> [EXCERPTED DATA]
_ _ _ _ _

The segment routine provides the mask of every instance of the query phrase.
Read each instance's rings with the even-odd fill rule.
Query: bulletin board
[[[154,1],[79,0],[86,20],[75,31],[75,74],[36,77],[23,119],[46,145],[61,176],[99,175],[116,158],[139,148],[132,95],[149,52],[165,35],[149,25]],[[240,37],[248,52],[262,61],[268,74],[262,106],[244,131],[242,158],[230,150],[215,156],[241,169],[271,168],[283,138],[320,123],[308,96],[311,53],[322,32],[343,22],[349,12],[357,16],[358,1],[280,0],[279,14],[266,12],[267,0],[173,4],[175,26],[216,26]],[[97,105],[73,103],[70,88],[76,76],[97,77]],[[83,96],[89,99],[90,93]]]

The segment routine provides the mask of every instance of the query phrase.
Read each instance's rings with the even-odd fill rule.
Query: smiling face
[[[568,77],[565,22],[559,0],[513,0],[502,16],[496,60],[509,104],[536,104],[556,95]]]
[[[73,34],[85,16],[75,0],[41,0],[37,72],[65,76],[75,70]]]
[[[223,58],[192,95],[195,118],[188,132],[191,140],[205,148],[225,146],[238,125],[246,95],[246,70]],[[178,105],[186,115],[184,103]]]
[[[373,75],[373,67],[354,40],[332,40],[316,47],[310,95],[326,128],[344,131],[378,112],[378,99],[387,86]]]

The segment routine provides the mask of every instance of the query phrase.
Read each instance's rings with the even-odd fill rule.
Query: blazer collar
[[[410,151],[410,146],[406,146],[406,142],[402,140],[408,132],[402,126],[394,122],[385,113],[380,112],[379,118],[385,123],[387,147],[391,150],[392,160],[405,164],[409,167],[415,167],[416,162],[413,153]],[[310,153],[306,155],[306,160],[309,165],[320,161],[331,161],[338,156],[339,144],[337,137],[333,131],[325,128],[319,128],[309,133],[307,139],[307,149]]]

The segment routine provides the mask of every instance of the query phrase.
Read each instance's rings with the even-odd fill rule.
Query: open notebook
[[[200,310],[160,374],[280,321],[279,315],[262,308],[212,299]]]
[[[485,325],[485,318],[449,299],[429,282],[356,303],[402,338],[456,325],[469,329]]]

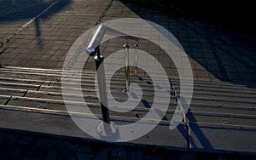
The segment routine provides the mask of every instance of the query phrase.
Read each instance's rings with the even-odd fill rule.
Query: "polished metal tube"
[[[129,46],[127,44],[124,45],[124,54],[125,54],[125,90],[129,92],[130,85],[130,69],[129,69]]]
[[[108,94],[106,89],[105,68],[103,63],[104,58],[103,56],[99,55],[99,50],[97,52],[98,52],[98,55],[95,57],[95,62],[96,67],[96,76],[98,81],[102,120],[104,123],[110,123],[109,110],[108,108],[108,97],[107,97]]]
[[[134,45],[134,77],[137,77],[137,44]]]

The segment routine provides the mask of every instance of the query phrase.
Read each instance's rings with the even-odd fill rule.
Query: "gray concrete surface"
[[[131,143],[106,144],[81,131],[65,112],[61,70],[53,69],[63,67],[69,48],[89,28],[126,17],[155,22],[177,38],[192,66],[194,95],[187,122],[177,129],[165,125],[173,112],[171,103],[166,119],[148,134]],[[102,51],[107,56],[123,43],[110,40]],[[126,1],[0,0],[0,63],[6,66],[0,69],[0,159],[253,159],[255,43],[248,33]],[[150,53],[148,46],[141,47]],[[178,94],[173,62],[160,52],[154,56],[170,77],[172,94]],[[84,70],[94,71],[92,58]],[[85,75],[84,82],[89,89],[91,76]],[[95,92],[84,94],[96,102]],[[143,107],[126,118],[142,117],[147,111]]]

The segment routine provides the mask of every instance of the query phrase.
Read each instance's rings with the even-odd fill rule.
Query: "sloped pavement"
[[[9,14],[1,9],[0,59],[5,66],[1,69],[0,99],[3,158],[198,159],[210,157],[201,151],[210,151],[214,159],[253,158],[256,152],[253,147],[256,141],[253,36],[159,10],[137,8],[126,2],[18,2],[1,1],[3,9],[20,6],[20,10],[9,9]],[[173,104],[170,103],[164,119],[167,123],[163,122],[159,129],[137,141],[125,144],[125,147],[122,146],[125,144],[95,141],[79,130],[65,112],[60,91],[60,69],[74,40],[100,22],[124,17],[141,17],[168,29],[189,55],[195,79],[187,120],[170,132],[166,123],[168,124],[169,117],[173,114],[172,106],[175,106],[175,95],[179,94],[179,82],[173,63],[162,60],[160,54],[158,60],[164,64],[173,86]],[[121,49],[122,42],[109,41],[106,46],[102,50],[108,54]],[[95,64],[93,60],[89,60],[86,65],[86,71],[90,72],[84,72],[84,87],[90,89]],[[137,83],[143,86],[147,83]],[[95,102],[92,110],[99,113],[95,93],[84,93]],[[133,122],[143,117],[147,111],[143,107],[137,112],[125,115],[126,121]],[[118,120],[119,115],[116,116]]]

_ _ _ _ _

> [PROBLEM REQUIREMENTS]
Return all of the rows above word for word, leaving the pictures out of your answer.

> [TASK OUTPUT]
The segment routine provides the mask of every instance of the query phrase.
Read each instance's rings with the even-odd fill rule.
Query: bulletin board
[[[154,1],[79,0],[86,20],[75,31],[75,74],[36,77],[23,119],[46,145],[61,176],[99,175],[116,158],[139,148],[132,95],[149,52],[165,35],[149,25]],[[240,37],[248,52],[262,61],[268,74],[262,106],[244,131],[242,158],[230,150],[215,156],[241,169],[271,168],[283,138],[320,123],[308,96],[311,53],[322,32],[343,22],[349,12],[357,16],[358,1],[280,0],[279,14],[266,12],[267,0],[173,4],[175,26],[216,26]],[[97,105],[73,103],[70,88],[76,76],[97,77]],[[83,96],[89,99],[90,93]]]

The segment routine provides the mask of every instance of the query phrase.
Read each instance's rings with the even-odd fill rule.
Query: smiling face
[[[568,77],[565,22],[559,0],[513,0],[502,16],[496,60],[509,104],[536,104],[556,95]]]
[[[73,34],[85,16],[75,0],[41,0],[37,72],[65,76],[75,70]]]
[[[223,58],[192,95],[195,118],[188,132],[191,140],[205,148],[225,146],[238,125],[246,95],[246,70]],[[178,105],[186,115],[184,103]]]
[[[373,75],[373,67],[354,40],[332,40],[316,47],[310,95],[326,128],[344,131],[378,112],[378,99],[387,86]]]

The segment routine provides the mask of every instance of the query phrase.
Read each instance's rings with the even-odd fill rule.
Query: blazer collar
[[[410,151],[410,146],[406,146],[406,142],[402,140],[408,132],[402,126],[394,122],[385,113],[380,112],[379,118],[385,123],[387,147],[391,150],[392,160],[405,164],[409,167],[415,167],[416,162],[413,153]],[[310,153],[306,155],[306,160],[309,165],[320,161],[331,161],[338,156],[339,144],[337,137],[333,131],[325,128],[319,128],[309,133],[307,139],[307,149]]]

The segment routine provides the mask of every instance of the query phrase.
Read each instance's rings with the even-odd fill rule.
Query: open notebook
[[[200,310],[160,374],[280,321],[279,315],[262,308],[212,299]]]
[[[485,325],[485,318],[449,299],[429,282],[356,303],[402,338],[456,325],[469,329]]]

The segment routine provides the mask of every instance of the query phrase.
Read each instance's rings with the even-odd fill rule.
Query: "polished metal tube"
[[[129,46],[127,44],[124,45],[124,54],[125,54],[125,90],[129,92],[130,85],[130,69],[129,69]]]
[[[108,94],[106,89],[105,68],[103,63],[104,58],[103,56],[99,55],[99,50],[97,52],[98,52],[98,55],[95,57],[95,62],[96,67],[96,76],[98,81],[102,120],[104,123],[110,123],[109,110],[108,108],[108,97],[107,97]]]
[[[134,45],[134,77],[137,77],[137,44]]]

The segment routine provides the mask of every instance of the query phrase.
Read each instance's rings with the even-odd fill rule.
Query: "gray concrete surface"
[[[131,143],[106,144],[81,131],[65,112],[61,70],[53,69],[63,67],[69,48],[89,28],[126,17],[155,22],[177,38],[192,66],[194,95],[187,122],[177,129],[165,125],[173,112],[171,103],[166,119],[148,134]],[[102,51],[107,56],[123,43],[110,40]],[[126,1],[0,0],[0,63],[6,66],[0,69],[0,159],[253,159],[255,43],[248,33]],[[150,53],[148,46],[141,47]],[[178,94],[173,62],[160,52],[154,56],[170,77],[172,94]],[[84,70],[94,71],[92,58]],[[85,75],[84,82],[89,89],[91,76]],[[95,92],[84,94],[96,102]],[[143,107],[126,118],[142,117],[147,111]]]

The segment routine provides the mask of every instance of the query phrase.
Read each instance's rings with the even-odd fill rule.
Query: "sloped pavement"
[[[9,14],[1,9],[0,59],[5,66],[1,69],[0,99],[3,158],[198,159],[210,157],[201,151],[210,151],[214,159],[253,158],[256,152],[253,147],[256,141],[253,36],[159,10],[137,8],[126,2],[18,2],[1,1],[3,9],[20,6],[20,10],[9,9]],[[173,104],[170,103],[164,119],[167,123],[163,122],[159,129],[137,141],[125,144],[125,147],[122,146],[125,144],[95,141],[79,130],[65,112],[60,91],[60,69],[74,40],[100,22],[124,17],[141,17],[168,29],[189,55],[195,79],[187,120],[170,132],[166,123],[168,124],[169,117],[173,114],[172,106],[175,106],[175,95],[179,94],[179,82],[173,63],[162,60],[160,54],[158,60],[164,64],[173,86]],[[121,49],[122,42],[109,41],[106,46],[102,50],[108,54]],[[95,64],[93,60],[89,60],[86,65],[86,71],[90,72],[84,72],[84,87],[90,89]],[[137,83],[143,86],[147,83]],[[95,102],[92,110],[99,113],[95,93],[84,93]],[[133,122],[143,117],[147,111],[143,107],[137,112],[125,115],[126,121]],[[118,120],[119,115],[116,116]]]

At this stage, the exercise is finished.